- Aufgabe A
Drucken Sie aus der Filmkritik den Abschnitt wortgetreu ab, der mit den Worten beginnt, die „Der Blick in“ enthalten, und mit „unbesiegbaren Sonnenkönig werden.“ schließt.

- Seite
##############################

Eine Filmkritik von Lars Dolkemeyer

Der Blick in die Augen des Kindes

Die Welt mit Kinderaugen zu sehen, heißt, eine Welt zu sehen, die unendliche Möglichkeiten offenbart und sich jederzeit verändern kann. Von einem Moment zum nächsten wird die Schaufel ein Gewehr, werden Holzfiguren und Autos zur mächtigen Armee im Kampf gegen das Böse und ein einfacher Junge kann zum unbesiegbaren Sonnenkönig werden.

Margreth Olin begleitet in Kindheit (Barndom, 2017) eine Gruppe von Kindern zwischen einem und 7 Jahre alt und entdeckt mit ihnen gemeinsam, was es heißt, zu spielen, zu lernen und erwachsen zu werden.

Das freie Spielen der Kindheit, keiner Regel und noch keiner Konvention unterworfen, ist seit Schiller bis in die moderne Spieltheorie bei Johan Huizinga oder Roger Caillois die Grundlage, auf der ein Mensch überhaupt eine sinnhafte Beziehung zu seiner Umwelt aufbaut. Die Freiheit des kindlichen Spiels ist rein: Du bist der König, das hier ist ein Gewehr, der Schnee ist Kaugummi, wir reiten auf unseren Pferden – all das kann gleichzeitig real werden und schon im nächsten Augenblick in etwas anderes übergegangen sein. Die Welt besteht nicht aus Grenzen, die der Möglichkeit von Handlungen gesetzt werden, sie ist vollständig veränderbar. Was Wirklichkeit ist, bestimmt die Freiheit des Spielens.

##############################

- Erfasste Daten
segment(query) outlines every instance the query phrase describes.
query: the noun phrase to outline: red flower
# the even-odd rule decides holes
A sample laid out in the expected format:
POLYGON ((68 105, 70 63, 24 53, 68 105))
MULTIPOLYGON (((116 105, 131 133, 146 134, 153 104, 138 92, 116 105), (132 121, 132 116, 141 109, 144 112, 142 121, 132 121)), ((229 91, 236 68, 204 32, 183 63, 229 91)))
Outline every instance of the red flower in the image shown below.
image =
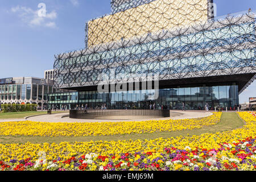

##############################

- Aufgabe B
Geben Sie sämtliche Zeilen der Auflistung oben unverändert aus. Die Bilder lassen Sie dabei weg.

- Lösung A
Der Blick in die Augen des Kindes

Die Welt mit Kinderaugen zu sehen, heißt, eine Welt zu sehen, die unendliche Möglichkeiten offenbart und sich jederzeit verändern kann. Von einem Moment zum nächsten wird die Schaufel ein Gewehr, werden Holzfiguren und Autos zur mächtigen Armee im Kampf gegen das Böse und ein einfacher Junge kann zum unbesiegbaren Sonnenkönig werden.

- Lösung B
segment(query) outlines every instance the query phrase describes.
query: the noun phrase to outline: red flower
# the even-odd rule decides holes
A sample laid out in the expected format:
POLYGON ((68 105, 70 63, 24 53, 68 105))
MULTIPOLYGON (((116 105, 131 133, 146 134, 153 104, 138 92, 116 105), (132 121, 132 116, 141 109, 144 112, 142 121, 132 121)), ((229 91, 236 68, 204 32, 183 63, 229 91)))
Outline every instance of the red flower in the image shown below.
image =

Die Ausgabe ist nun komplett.